## Request 1:
In the photography post, what did the author add to frames during the latest Moroccan trip to give scale, motion and interest to a scene?

## Page text:
::::

Slow it down

If you’re familiar with my work, you probably already know I am not much of people’s photographer (some may argue I am not much of a photographer, but that’s a debate for another day). While, I still favour photographing landscapes and architecture mainly, I have developed a keen interest for people photography. One of the main things elements I have focussed on during my latest Moroccan adventure, was the incorporation of human figures into my frames so as to add scale, motion and interest to a given scene. I have quickly come to see that places that may not photograph so well on their own, spring to life, when humans are added to the scene.

As we were walking down the mesmerizing narrow streets of the Old medina of Fes, I couldn’t help but be drawn to the earthly colour of the walls and the wonderful light bouncing off them. However, I often found that my efforts to portray these streets fell somewhat short of conveying the magic surrounding the place. This is where I decided that the addition of some human elements would bring the scene to life.

Walking down the streets of the old Medina of Fes, Morocco. Click on the image to buy a print.

::::

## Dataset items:
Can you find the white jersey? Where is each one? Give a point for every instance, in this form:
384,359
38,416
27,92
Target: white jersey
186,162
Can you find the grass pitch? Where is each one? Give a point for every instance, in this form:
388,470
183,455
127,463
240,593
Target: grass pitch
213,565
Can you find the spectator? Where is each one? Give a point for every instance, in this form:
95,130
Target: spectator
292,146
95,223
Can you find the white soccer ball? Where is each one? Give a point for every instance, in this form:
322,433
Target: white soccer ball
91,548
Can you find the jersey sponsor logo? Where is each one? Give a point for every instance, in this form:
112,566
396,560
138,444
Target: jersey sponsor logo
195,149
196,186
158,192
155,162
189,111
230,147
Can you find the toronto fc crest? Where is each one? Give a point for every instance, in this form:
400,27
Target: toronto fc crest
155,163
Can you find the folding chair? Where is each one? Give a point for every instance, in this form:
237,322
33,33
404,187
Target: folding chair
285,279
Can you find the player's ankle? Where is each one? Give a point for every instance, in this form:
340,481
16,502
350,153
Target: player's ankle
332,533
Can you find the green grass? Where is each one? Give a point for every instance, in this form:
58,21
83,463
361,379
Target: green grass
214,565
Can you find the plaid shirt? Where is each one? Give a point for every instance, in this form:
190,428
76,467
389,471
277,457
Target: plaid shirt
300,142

::::

## Request 2:
How many lines in the rows contain the string "player"? Reply with the number alone.

## Written reply 1:
Human figures

## Written reply 2:
2